- [Tarefas a realizar]
A - Transcreve da crítica ao filme «Controlo» o trecho que começa em "Filme discreto e" e segue até "um protagonista importante.".
B - Segundo a crítica ao filme «Controlo», que ator interpreta o médico que conduz a experiência?
C - Enumera todas as pessoas referidas pelo nome na crítica ao filme «Controlo».

Controlo o médico e o monstro

Filme discreto e assumidamente menor, "Controlo" tem ainda assim algumas das virtudes que se podiam encontrar, por exemplo, na "série B" clássica. É seco, duro, sem grande espalhafato ornamental, capaz de conduzir a sua narrativa em linha recta sem desvios de monta nem dissipação desnecessária de energia. Também consegue ser pessimista de maneira pouco ou nada almofadada, e tintar o moralismo com uma coloração que lhe destaca o sentido mais trágico - o "destino", nessa perspectiva, é um protagonista importante.

Se o filme tem um rumo pessimista, o seu ponto de partida narrativo é, no entanto, ancorado numa hipótese altamente optimista. Uma hipótese que corresponde a uma crença provavelmente bastante "moderna": a que acredita na possibilidade de "reformar" o carácter ou a natureza de um ser humano por intermédio de medicamentação específica. A história de "Controlo" começa quando um laboratório farmacêutico inicia os testes a uma nova droga, teoricamente capaz não apenas de reduzir os níveis de agressividade e irritação do paciente mas também de lhe espicaçar a capacidade emocional para se "comover" ou, por exemplo, para sentir remorsos. Uma droga assim, acreditam os seus criadores, mudaria a face da Terra, faria dos seres humanos criaturas incapazes de praticar o mal, ou mesmo criaturas especialmente vocacionadas para a prática do bem. Para testar o medicamento, nada melhor do que um "case study": um criminoso empedernido, salvo "in extremis" da execução em troca de se submeter ao papel de "cobaia" da nova droga.

O "monstro" é Ray Liotta (provavelmente no seu melhor papel desde "Tudo Bons Rapazes", de Scorsese), o médico que conduz a experiência é Willem Dafoe. Ambas as personagens são bastante inquietantes e movediças. Explicitar-se-á, lá mais para o fim do filme, a motivação pessoal, quase "catártica", da missão de Dafoe, e em que medida o sucesso do medicamento representaria para ele um apaziguamento. Por outro lado, ninguém sabe, durante bastante tempo, da genuinidade da transformação de Liotta: a coisa está a funcionar ou trata-se apenas de alguém que percebeu que um pouco de representação lhe permitiria safar-se?

Mas o centro é sempre a relação entre Liotta e Dafoe. A pouco e pouco, transformam-se em "criatura" e "criador", quer dizer, uma relação quase de pai e filho. E será em nome dessa relação que a própria lealdade de Dafoe para com o laboratório em que trabalha (o patrão, Stephen Rea, é sempre um vulto) entra em abalo - mas afinal de contas Dafoe trabalhava sobretudo para si próprio e para a sua própria paz. Independentemente dos modos de filme de acção (aliás, bastante competente) em que se processa o último terço do filme, a verdadeira questão é um pouco mais funda: "Controlo" está, por essa, altura transformado na história de um cientista que criou um homem a partir dum monstro. Um pouco como em "Frankenstein", na verdade, que é aliás o melhor paralelo para a personagem de Liotta. E como em "Frankenstein" serão as aparências, não o que se é mas o que os outros vêem, a ter a última palavra. É a derradeira observação de "Control" sobre a natureza humana, e a mais pessimista de todas.

- [Material listado]
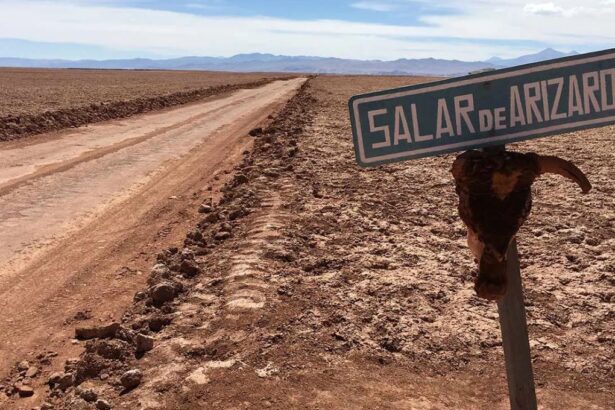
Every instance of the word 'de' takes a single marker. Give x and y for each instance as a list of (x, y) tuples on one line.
[(487, 109)]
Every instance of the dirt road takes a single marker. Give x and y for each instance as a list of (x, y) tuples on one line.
[(82, 213)]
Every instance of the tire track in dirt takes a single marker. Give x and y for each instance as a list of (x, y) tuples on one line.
[(100, 274), (244, 288)]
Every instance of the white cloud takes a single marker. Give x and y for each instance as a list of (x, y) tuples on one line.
[(483, 30), (543, 8), (373, 6), (551, 9)]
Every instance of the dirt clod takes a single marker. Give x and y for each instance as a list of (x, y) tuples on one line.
[(131, 379), (97, 332), (162, 293)]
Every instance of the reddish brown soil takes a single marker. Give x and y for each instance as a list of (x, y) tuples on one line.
[(346, 288), (33, 101)]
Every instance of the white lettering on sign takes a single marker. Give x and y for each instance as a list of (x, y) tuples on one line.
[(485, 120), (463, 112), (444, 123), (590, 90), (517, 116), (604, 90), (575, 104), (534, 102), (532, 97), (401, 122), (384, 129), (559, 82), (415, 123)]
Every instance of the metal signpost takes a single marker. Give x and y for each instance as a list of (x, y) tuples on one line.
[(489, 110)]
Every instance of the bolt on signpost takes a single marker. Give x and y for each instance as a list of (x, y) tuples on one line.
[(487, 111)]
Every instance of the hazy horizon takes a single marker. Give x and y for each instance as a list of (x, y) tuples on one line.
[(387, 30)]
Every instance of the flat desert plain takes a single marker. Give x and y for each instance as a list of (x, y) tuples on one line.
[(34, 101), (303, 281)]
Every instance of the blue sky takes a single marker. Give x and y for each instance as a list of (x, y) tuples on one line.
[(364, 29)]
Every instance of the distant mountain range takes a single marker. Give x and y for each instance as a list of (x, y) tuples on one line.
[(271, 63)]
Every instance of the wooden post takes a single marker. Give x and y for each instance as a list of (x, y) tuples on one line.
[(515, 341), (513, 324)]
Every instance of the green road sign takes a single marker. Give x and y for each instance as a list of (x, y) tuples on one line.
[(486, 109)]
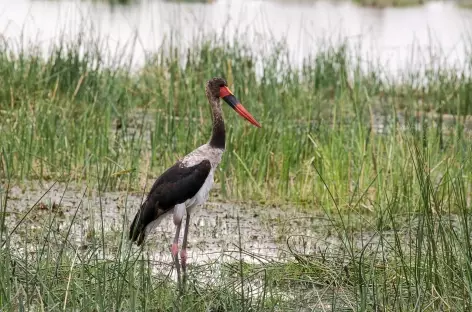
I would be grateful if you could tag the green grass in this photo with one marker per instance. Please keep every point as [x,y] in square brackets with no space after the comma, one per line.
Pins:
[398,202]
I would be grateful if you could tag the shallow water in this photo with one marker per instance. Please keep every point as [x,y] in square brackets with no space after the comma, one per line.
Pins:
[263,233]
[386,35]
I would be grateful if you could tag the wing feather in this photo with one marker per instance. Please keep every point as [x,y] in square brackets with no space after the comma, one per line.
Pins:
[176,185]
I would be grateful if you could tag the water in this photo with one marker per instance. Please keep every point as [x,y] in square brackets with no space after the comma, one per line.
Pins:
[389,36]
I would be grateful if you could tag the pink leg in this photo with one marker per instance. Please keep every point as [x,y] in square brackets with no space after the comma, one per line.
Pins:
[183,252]
[175,252]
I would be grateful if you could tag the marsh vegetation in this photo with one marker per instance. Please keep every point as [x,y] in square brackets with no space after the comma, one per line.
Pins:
[385,163]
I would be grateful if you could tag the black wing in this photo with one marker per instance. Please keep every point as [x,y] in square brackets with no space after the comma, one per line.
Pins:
[174,186]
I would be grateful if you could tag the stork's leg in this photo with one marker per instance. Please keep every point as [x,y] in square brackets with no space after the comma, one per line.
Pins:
[183,252]
[175,252]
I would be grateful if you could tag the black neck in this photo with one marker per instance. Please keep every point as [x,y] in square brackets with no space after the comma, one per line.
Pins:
[218,135]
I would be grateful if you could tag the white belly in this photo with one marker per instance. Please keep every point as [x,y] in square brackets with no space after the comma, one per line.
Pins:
[202,195]
[199,199]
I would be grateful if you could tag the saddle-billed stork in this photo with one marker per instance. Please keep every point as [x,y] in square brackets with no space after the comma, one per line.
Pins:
[187,183]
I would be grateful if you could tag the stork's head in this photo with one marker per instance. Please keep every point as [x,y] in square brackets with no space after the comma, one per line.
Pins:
[218,88]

- [Respostas por tarefa]
A -
Filme discreto e assumidamente menor, "Controlo" tem ainda assim algumas das virtudes que se podiam encontrar, por exemplo, na "série B" clássica. É seco, duro, sem grande espalhafato ornamental, capaz de conduzir a sua narrativa em linha recta sem desvios de monta nem dissipação desnecessária de energia. Também consegue ser pessimista de maneira pouco ou nada almofadada, e tintar o moralismo com uma coloração que lhe destaca o sentido mais trágico - o "destino", nessa perspectiva, é um protagonista importante.

B - Willem Dafoe.

C - Ray Liotta, Scorsese, Willem Dafoe, Stephen Rea